— DATASET CONTENT —
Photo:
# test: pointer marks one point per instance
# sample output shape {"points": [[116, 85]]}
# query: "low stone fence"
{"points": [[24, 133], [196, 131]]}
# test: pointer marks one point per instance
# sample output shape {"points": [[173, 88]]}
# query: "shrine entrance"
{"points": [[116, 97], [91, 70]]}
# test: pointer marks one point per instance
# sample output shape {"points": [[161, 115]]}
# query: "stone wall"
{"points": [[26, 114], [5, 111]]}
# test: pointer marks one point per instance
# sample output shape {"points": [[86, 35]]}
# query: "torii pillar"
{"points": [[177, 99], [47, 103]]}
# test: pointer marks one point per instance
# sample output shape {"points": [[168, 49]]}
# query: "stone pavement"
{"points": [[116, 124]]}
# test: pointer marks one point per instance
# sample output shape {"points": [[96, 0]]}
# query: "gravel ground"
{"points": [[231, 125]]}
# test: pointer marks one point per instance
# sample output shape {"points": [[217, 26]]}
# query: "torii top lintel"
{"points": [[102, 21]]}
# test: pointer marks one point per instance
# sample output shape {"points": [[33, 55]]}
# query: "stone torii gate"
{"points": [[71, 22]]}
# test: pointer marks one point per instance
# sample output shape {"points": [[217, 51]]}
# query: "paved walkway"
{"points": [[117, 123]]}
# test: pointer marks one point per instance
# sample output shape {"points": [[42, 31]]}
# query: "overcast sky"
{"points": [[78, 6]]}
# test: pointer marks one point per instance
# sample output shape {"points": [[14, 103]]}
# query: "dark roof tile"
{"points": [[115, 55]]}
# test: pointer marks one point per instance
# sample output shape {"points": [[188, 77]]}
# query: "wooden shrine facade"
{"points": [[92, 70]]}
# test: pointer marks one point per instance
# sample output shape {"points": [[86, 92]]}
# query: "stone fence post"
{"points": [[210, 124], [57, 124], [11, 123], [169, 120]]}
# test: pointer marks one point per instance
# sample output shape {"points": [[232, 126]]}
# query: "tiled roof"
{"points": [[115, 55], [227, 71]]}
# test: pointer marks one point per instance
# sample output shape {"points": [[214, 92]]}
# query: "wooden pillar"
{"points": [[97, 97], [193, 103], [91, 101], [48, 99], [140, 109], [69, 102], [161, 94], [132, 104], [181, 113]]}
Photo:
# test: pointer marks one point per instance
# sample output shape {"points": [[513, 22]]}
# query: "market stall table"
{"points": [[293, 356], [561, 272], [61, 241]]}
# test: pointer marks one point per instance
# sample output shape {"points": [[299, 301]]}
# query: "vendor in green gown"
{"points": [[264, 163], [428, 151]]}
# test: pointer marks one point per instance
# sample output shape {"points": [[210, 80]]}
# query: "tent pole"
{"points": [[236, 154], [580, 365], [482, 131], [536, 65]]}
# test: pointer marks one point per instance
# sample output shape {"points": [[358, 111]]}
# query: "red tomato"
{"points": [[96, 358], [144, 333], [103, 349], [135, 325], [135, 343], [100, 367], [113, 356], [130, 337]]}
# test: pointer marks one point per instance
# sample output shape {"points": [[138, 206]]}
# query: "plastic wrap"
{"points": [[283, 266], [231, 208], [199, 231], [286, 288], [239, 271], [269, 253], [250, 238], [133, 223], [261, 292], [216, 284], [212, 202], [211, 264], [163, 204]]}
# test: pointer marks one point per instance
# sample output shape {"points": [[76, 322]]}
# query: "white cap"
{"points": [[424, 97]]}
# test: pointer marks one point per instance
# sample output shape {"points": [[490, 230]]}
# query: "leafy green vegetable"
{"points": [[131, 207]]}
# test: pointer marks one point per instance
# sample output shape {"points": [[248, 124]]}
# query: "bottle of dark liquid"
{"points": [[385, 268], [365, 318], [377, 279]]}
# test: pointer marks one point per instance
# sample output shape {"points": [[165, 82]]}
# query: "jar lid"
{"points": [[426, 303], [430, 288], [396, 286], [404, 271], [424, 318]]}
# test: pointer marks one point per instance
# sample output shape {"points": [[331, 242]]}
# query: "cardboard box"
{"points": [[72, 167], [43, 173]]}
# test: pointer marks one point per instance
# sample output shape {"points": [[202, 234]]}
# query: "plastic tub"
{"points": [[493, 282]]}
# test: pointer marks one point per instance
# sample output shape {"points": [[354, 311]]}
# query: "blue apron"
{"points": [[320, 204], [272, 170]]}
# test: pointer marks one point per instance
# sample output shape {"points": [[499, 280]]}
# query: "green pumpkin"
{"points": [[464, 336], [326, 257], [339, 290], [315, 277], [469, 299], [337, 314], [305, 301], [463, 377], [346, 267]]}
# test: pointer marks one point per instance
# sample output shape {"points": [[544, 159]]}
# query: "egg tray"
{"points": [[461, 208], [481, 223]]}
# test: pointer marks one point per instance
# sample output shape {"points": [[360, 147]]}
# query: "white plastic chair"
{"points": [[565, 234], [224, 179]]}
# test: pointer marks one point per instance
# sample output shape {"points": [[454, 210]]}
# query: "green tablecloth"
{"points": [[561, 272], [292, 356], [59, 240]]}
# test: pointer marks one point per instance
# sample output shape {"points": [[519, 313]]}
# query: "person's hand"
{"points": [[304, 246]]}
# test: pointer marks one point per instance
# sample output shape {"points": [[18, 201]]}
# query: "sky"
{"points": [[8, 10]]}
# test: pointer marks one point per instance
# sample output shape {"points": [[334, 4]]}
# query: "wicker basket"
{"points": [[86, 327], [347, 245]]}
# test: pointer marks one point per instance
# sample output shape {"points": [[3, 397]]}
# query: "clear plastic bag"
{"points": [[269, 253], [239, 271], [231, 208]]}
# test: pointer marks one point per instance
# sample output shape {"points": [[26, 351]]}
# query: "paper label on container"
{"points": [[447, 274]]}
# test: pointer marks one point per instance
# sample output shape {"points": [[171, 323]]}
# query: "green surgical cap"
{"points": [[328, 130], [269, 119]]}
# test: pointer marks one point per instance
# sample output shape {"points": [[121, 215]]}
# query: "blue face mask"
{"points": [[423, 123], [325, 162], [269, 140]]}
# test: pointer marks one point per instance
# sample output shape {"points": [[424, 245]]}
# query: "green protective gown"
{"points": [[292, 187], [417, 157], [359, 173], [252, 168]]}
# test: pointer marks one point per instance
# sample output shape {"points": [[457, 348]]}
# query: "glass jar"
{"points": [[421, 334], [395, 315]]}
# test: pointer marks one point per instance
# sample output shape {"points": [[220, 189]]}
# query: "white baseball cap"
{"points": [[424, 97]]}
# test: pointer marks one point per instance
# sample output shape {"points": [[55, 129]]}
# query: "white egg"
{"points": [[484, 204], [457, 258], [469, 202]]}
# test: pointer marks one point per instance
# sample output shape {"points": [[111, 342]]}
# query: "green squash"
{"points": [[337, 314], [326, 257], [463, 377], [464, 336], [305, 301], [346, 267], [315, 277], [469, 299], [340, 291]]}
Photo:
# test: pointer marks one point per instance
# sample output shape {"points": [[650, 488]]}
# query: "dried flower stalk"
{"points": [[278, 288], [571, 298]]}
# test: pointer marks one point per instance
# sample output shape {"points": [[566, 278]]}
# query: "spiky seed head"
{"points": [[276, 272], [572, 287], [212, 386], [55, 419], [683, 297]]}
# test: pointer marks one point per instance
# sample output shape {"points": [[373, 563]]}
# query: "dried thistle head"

— EXERCISE BRIEF —
Reproduce every line of the data without changing a word.

— RESULT OF THE EXERCISE —
Photo:
# test: pointer marks one point per instance
# sample output shape {"points": [[116, 85]]}
# query: "low stone fence"
{"points": [[24, 133], [196, 131]]}
# test: pointer marks one point per instance
# sample output shape {"points": [[173, 88]]}
# query: "shrine entrance"
{"points": [[116, 97], [91, 70]]}
# test: pointer marks one point per instance
# sample output shape {"points": [[161, 115]]}
# query: "stone wall"
{"points": [[26, 114], [5, 111]]}
# test: pointer marks one point per instance
# sample output shape {"points": [[86, 35]]}
# query: "torii pillar"
{"points": [[177, 99], [47, 103]]}
# test: pointer marks one point per instance
# sample output shape {"points": [[168, 49]]}
# query: "stone pavement"
{"points": [[116, 124]]}
# test: pointer marks one point per instance
# sample output shape {"points": [[96, 0]]}
# query: "gravel ground"
{"points": [[231, 125]]}
# test: pointer marks one point per instance
# sample output shape {"points": [[217, 26]]}
# query: "torii top lintel"
{"points": [[102, 21]]}
# test: pointer marks one point per instance
# sample output shape {"points": [[33, 55]]}
# query: "stone torii gate"
{"points": [[71, 22]]}
# test: pointer marks one point per instance
# sample output shape {"points": [[217, 51]]}
# query: "paved walkway"
{"points": [[117, 123]]}
# test: pointer marks one point per instance
# sample output shape {"points": [[42, 31]]}
# query: "overcast sky"
{"points": [[78, 6]]}
# test: pointer marks one point per instance
# sample output shape {"points": [[14, 103]]}
# query: "dark roof tile"
{"points": [[115, 55]]}
# test: pointer marks one point per instance
# sample output shape {"points": [[188, 77]]}
# query: "wooden shrine facade"
{"points": [[92, 70]]}
# test: pointer marks one point per instance
# sample output shape {"points": [[86, 92]]}
# query: "stone fence post"
{"points": [[210, 124], [57, 124], [11, 123], [169, 120]]}
# test: pointer marks one point per instance
# sample output shape {"points": [[232, 126]]}
# query: "tiled roof"
{"points": [[115, 55], [227, 71]]}
# test: pointer marks one point per instance
# sample output shape {"points": [[214, 92]]}
# query: "wooden pillar"
{"points": [[97, 97], [193, 103], [91, 101], [48, 99], [140, 109], [69, 102], [161, 94], [132, 104], [181, 113]]}
Photo:
# test: pointer marks one point per instance
# sample output shape {"points": [[513, 22]]}
# query: "market stall table"
{"points": [[293, 356], [561, 272], [61, 241]]}
# test: pointer marks one point per instance
# sample output shape {"points": [[299, 301]]}
# query: "vendor in green gown"
{"points": [[264, 163], [428, 151]]}
# test: pointer marks one point per instance
# sample output shape {"points": [[210, 80]]}
# query: "tent pole"
{"points": [[236, 154], [580, 365], [482, 131], [536, 65]]}
# test: pointer marks one point per instance
# sample output shape {"points": [[358, 111]]}
# query: "red tomato"
{"points": [[96, 358], [144, 333], [103, 349], [135, 325], [135, 343], [100, 367], [113, 356], [130, 337]]}
# test: pointer marks one point per instance
# sample output shape {"points": [[138, 206]]}
# query: "plastic wrap"
{"points": [[283, 266], [231, 208], [199, 231], [286, 288], [239, 271], [269, 253], [250, 238], [133, 223], [261, 292], [216, 284], [212, 202], [211, 264], [163, 204]]}
# test: pointer marks one point per instance
# sample output shape {"points": [[76, 322]]}
# query: "white cap"
{"points": [[424, 97]]}
# test: pointer marks one point per instance
# sample output shape {"points": [[490, 230]]}
# query: "leafy green vegetable"
{"points": [[131, 207]]}
# test: pointer marks one point per instance
# sample output shape {"points": [[248, 124]]}
# query: "bottle of dark liquid"
{"points": [[385, 268], [365, 318], [377, 279]]}
# test: pointer marks one point per instance
# sample output shape {"points": [[165, 82]]}
# query: "jar lid"
{"points": [[426, 303], [430, 288], [396, 286], [404, 271], [424, 318]]}
# test: pointer marks one point per instance
# sample output shape {"points": [[331, 242]]}
# query: "cardboard box"
{"points": [[72, 167], [43, 173]]}
# test: pointer marks one point per instance
# sample output shape {"points": [[202, 234]]}
# query: "plastic tub"
{"points": [[493, 282]]}
# test: pointer marks one point per instance
# sample output shape {"points": [[354, 311]]}
# query: "blue apron"
{"points": [[320, 204], [272, 170]]}
# test: pointer marks one point per instance
# sample output shape {"points": [[499, 280]]}
# query: "green pumpkin"
{"points": [[464, 336], [326, 257], [339, 290], [315, 277], [469, 299], [337, 314], [305, 301], [463, 377], [346, 267]]}
# test: pointer marks one point per instance
# sample output shape {"points": [[544, 159]]}
# query: "egg tray"
{"points": [[461, 208], [481, 223]]}
# test: pointer marks one point per instance
# sample output shape {"points": [[360, 147]]}
# query: "white plastic chair"
{"points": [[565, 234], [224, 179]]}
# test: pointer marks one point per instance
# sample output shape {"points": [[454, 210]]}
# query: "green tablecloth"
{"points": [[561, 272], [292, 356], [59, 240]]}
# test: pointer marks one point per instance
# sample output shape {"points": [[519, 313]]}
# query: "person's hand"
{"points": [[304, 246]]}
# test: pointer marks one point per instance
# sample output shape {"points": [[18, 201]]}
# query: "sky"
{"points": [[8, 10]]}
# test: pointer marks one point per instance
# sample output shape {"points": [[334, 4]]}
# query: "wicker basket"
{"points": [[86, 327], [347, 245]]}
# test: pointer marks one point per instance
# sample output shape {"points": [[3, 397]]}
# query: "clear plastic bag"
{"points": [[269, 253], [239, 271], [231, 208]]}
# test: pointer marks one point per instance
# sample output shape {"points": [[26, 351]]}
# query: "paper label on container"
{"points": [[447, 274]]}
# test: pointer marks one point per instance
# sample output shape {"points": [[171, 323]]}
# query: "green surgical cap"
{"points": [[328, 130], [269, 119]]}
# test: pointer marks one point per instance
# sample output shape {"points": [[121, 215]]}
# query: "blue face mask"
{"points": [[423, 123], [325, 162], [269, 140]]}
# test: pointer marks one point per instance
# sample output shape {"points": [[424, 245]]}
# query: "green protective gown"
{"points": [[292, 187], [417, 157], [359, 173], [252, 168]]}
# test: pointer marks one point per instance
# sample output shape {"points": [[457, 348]]}
# query: "glass jar"
{"points": [[421, 334], [395, 315]]}
# test: pointer marks one point per instance
# sample output shape {"points": [[220, 189]]}
# query: "white baseball cap"
{"points": [[424, 97]]}
# test: pointer marks one point per instance
# sample output shape {"points": [[55, 129]]}
# query: "white egg"
{"points": [[484, 204], [457, 258], [469, 202]]}
# test: pointer marks one point per instance
# sample output shape {"points": [[111, 342]]}
# query: "green squash"
{"points": [[337, 314], [326, 257], [463, 377], [464, 336], [305, 301], [346, 267], [315, 277], [469, 299], [340, 291]]}
Photo:
# test: pointer marks one point per instance
# sample output shape {"points": [[650, 488]]}
# query: "dried flower stalk"
{"points": [[278, 288], [571, 298]]}
# test: pointer marks one point per instance
# sample output shape {"points": [[566, 278]]}
# query: "spiky seed head"
{"points": [[276, 272], [572, 287], [212, 386], [55, 419], [683, 297]]}
# test: pointer marks one point per instance
# sample output shape {"points": [[373, 563]]}
# query: "dried thistle head"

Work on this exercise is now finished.